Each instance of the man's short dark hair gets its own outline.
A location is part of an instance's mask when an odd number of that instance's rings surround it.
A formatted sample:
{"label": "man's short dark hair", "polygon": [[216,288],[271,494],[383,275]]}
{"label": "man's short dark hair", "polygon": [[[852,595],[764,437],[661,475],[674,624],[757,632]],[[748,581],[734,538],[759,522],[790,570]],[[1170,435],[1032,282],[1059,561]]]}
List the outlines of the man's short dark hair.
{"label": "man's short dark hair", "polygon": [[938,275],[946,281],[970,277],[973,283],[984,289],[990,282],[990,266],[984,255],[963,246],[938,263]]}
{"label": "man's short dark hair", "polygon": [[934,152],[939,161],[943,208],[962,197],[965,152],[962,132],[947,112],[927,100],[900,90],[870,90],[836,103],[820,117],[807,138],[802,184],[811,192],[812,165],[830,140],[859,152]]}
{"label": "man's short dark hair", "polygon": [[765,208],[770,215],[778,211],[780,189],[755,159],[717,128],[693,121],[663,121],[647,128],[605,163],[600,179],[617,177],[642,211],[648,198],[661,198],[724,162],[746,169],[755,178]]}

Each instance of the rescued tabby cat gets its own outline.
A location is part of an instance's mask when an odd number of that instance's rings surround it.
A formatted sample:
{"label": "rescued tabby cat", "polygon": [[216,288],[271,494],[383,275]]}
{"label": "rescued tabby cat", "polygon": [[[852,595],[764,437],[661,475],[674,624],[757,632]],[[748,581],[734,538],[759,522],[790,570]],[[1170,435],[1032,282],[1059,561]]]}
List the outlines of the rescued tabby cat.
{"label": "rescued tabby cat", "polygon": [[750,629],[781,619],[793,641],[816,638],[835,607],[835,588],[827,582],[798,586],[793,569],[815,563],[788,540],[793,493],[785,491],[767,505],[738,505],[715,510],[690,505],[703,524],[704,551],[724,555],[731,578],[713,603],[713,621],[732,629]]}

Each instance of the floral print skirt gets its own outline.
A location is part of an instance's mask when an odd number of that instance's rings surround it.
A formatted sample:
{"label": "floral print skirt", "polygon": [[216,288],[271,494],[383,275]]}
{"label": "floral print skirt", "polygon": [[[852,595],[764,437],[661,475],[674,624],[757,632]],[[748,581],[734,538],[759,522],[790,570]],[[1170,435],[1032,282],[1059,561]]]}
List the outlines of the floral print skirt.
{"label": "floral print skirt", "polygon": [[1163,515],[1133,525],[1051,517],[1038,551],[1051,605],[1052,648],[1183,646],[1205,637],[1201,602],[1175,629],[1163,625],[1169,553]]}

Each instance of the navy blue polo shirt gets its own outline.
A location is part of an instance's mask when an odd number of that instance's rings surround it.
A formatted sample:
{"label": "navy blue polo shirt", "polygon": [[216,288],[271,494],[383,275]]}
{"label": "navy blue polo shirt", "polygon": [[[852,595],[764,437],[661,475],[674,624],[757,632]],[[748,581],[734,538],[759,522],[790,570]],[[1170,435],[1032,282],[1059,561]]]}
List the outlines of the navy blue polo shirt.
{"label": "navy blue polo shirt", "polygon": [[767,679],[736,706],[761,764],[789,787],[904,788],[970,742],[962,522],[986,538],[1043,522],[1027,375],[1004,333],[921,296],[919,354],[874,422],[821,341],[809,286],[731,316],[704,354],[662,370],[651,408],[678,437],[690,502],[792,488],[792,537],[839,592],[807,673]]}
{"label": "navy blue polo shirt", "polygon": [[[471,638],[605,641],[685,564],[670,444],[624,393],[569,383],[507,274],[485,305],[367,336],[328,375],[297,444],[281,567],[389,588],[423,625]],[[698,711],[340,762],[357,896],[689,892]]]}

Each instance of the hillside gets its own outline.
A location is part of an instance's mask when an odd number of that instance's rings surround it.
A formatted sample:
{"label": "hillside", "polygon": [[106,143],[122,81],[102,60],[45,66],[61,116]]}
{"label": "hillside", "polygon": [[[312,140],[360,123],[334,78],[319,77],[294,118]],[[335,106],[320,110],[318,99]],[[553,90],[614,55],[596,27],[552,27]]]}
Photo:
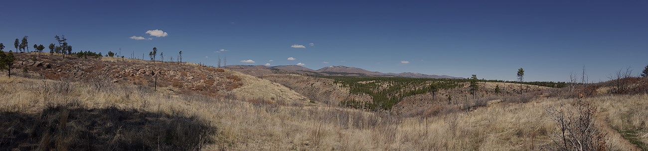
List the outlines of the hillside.
{"label": "hillside", "polygon": [[645,94],[534,99],[396,118],[335,107],[169,95],[117,83],[98,88],[95,82],[0,76],[0,84],[3,150],[540,150],[557,148],[552,134],[559,132],[544,108],[576,110],[573,104],[583,101],[600,109],[595,128],[608,134],[607,148],[639,150],[626,136],[648,142]]}
{"label": "hillside", "polygon": [[[308,103],[305,97],[281,84],[240,73],[192,63],[159,62],[111,57],[16,54],[15,72],[27,77],[64,81],[106,82],[130,86],[157,86],[174,93],[202,94],[235,99],[262,99]],[[252,89],[257,88],[257,89]]]}
{"label": "hillside", "polygon": [[376,71],[370,71],[357,67],[351,67],[342,65],[325,67],[318,70],[313,70],[296,65],[279,65],[267,67],[265,65],[231,65],[224,67],[240,71],[248,75],[261,76],[273,73],[295,73],[311,76],[391,76],[409,78],[463,78],[447,75],[429,75],[421,73],[383,73]]}
{"label": "hillside", "polygon": [[559,115],[591,117],[575,122],[592,131],[572,134],[592,145],[648,148],[646,78],[522,84],[522,94],[519,84],[480,80],[472,98],[466,79],[258,78],[192,63],[16,56],[24,69],[0,76],[3,150],[559,150]]}

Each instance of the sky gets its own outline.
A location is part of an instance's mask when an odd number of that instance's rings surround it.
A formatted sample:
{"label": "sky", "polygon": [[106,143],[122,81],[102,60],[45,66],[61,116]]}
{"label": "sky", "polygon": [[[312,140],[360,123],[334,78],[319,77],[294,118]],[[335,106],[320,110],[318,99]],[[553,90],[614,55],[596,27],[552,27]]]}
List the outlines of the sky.
{"label": "sky", "polygon": [[[345,65],[513,80],[588,80],[648,65],[648,1],[8,1],[0,43],[227,64]],[[158,52],[159,53],[159,52]]]}

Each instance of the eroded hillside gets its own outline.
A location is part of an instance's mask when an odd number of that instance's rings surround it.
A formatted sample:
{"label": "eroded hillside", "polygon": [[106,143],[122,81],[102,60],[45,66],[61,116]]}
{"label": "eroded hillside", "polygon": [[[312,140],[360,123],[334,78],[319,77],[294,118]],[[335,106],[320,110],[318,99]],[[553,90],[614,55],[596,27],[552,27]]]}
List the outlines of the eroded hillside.
{"label": "eroded hillside", "polygon": [[202,94],[286,104],[310,100],[281,84],[237,71],[192,63],[150,62],[111,57],[16,54],[14,73],[28,77],[69,81],[109,81],[146,86],[175,93]]}

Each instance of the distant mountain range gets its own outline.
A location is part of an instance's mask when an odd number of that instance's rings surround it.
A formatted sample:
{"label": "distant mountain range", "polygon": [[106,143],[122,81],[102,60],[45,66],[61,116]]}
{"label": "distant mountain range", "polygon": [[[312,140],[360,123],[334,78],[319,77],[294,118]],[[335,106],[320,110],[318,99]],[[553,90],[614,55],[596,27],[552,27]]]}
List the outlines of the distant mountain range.
{"label": "distant mountain range", "polygon": [[273,70],[279,73],[296,73],[300,74],[325,75],[325,76],[393,76],[393,77],[409,77],[409,78],[463,78],[462,77],[455,77],[448,75],[430,75],[418,73],[384,73],[376,71],[371,71],[362,68],[350,67],[342,65],[329,66],[323,67],[318,70],[313,70],[296,65],[278,65],[268,67],[262,65],[231,65],[224,67],[233,70],[246,70],[246,69],[266,69]]}

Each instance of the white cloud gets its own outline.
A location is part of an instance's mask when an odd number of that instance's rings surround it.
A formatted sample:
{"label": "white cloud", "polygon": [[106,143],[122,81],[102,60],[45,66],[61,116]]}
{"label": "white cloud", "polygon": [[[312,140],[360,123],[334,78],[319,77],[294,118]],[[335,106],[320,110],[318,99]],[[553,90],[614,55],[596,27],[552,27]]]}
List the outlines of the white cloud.
{"label": "white cloud", "polygon": [[156,36],[156,37],[166,37],[167,35],[168,35],[168,34],[167,34],[166,32],[162,31],[162,30],[157,30],[157,29],[153,30],[147,30],[146,34],[150,35],[151,36]]}
{"label": "white cloud", "polygon": [[240,62],[242,62],[242,63],[255,63],[255,62],[253,61],[252,60],[241,60]]}
{"label": "white cloud", "polygon": [[292,46],[290,46],[290,47],[292,47],[292,48],[306,48],[306,46],[304,46],[303,45],[294,44],[294,45],[292,45]]}
{"label": "white cloud", "polygon": [[142,36],[133,36],[132,37],[129,37],[128,38],[133,39],[133,40],[152,40],[152,38],[149,38],[147,39],[147,38],[143,38]]}

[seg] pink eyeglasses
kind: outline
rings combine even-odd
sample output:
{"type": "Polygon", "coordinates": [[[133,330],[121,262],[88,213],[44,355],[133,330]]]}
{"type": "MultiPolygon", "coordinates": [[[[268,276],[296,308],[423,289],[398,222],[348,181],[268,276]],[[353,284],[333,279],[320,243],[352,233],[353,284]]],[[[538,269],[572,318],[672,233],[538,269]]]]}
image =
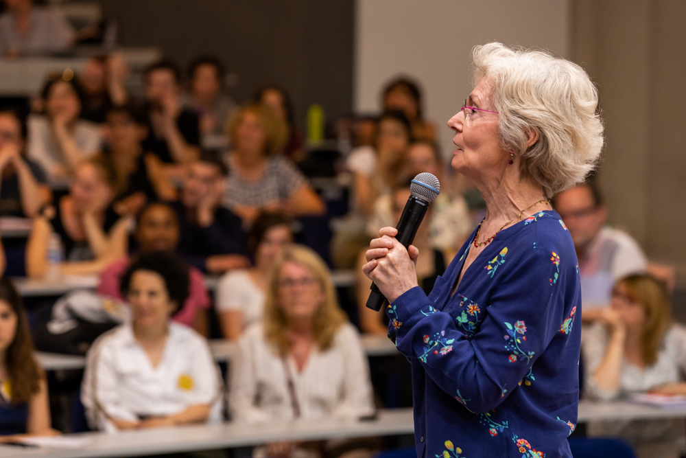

- _WORK REQUIRED_
Repeat the stretch from the start of these lines through the line containing "List the outlines of the man's" with "polygon" renamed to "shape". Leave everything else the same.

- _EXERCISE ANSWER_
Each instance of the man's short dark hair gets its own outline.
A location is part of an instance's mask when an odd number of that instance's rings surround it.
A formatted sample:
{"label": "man's short dark hair", "shape": [[216,288],[271,494],[383,275]]}
{"label": "man's short dark hair", "shape": [[[852,595],[764,437],[661,475],[674,624],[757,632]],[[748,581],[734,538],[759,522],[790,570]],[[1170,435],[1032,282],[1059,561]]]}
List the outlines of the man's short dark hair.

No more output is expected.